* _Dataset entries on object locations_:
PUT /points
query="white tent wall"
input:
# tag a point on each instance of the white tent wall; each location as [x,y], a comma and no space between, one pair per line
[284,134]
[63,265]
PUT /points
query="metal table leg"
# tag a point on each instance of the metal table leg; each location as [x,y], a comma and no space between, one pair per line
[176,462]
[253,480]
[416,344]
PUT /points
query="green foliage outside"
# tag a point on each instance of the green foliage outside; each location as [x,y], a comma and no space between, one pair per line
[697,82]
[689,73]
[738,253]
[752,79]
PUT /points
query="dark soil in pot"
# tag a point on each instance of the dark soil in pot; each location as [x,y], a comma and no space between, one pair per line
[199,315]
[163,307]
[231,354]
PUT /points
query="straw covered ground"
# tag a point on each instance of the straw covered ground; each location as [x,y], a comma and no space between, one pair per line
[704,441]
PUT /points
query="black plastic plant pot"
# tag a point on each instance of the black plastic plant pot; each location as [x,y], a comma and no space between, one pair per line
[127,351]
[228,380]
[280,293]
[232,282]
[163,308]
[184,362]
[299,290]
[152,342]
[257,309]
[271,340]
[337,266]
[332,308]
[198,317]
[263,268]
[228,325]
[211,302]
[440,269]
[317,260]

* _JOB_: Could you rewrite every line of all the entries above as a numbered list, leaving out any blank lines?

* _TASK RESULT_:
1. PUT /points
2. query="white tent wall"
3. input:
4. # tag a point on each instance of the white tent wall; each location as [x,y], a comma and no space between, one pair per line
5. [284,134]
6. [63,265]
7. PUT /points
8. query="metal table leg"
9. # tag a point on each instance of the metal table leg; each location as [x,y], a comma and no space between, one pair per line
10. [176,462]
11. [253,480]
12. [416,344]
13. PUT /points
14. query="green foliage outside"
15. # tag a point on each instance of the green foliage outside; each location as [x,y], a comma and no space between, one pair per line
16. [697,82]
17. [689,73]
18. [738,253]
19. [752,79]
20. PUT /points
21. query="dark soil in pot"
22. # tag a point on each instance of the dark soil in pot; each location as [x,y], a comma and no space between, one pair per line
23. [199,315]
24. [163,307]
25. [231,354]
26. PUT /points
27. query="straw covered ground"
28. # tag a point on each instance of the straw covered ground; each location as [x,y], a comma and no space between, one pair per line
29. [704,441]
30. PUT /points
31. query="black plastic plant pot"
32. # tag a point on each instance of the black plastic plant pot; each location as [x,y], a comma and no space between, one pair per line
33. [127,351]
34. [228,380]
35. [280,293]
36. [232,282]
37. [163,308]
38. [184,362]
39. [299,290]
40. [152,342]
41. [257,309]
42. [271,340]
43. [337,266]
44. [332,308]
45. [198,317]
46. [263,268]
47. [228,325]
48. [211,302]
49. [440,269]
50. [317,260]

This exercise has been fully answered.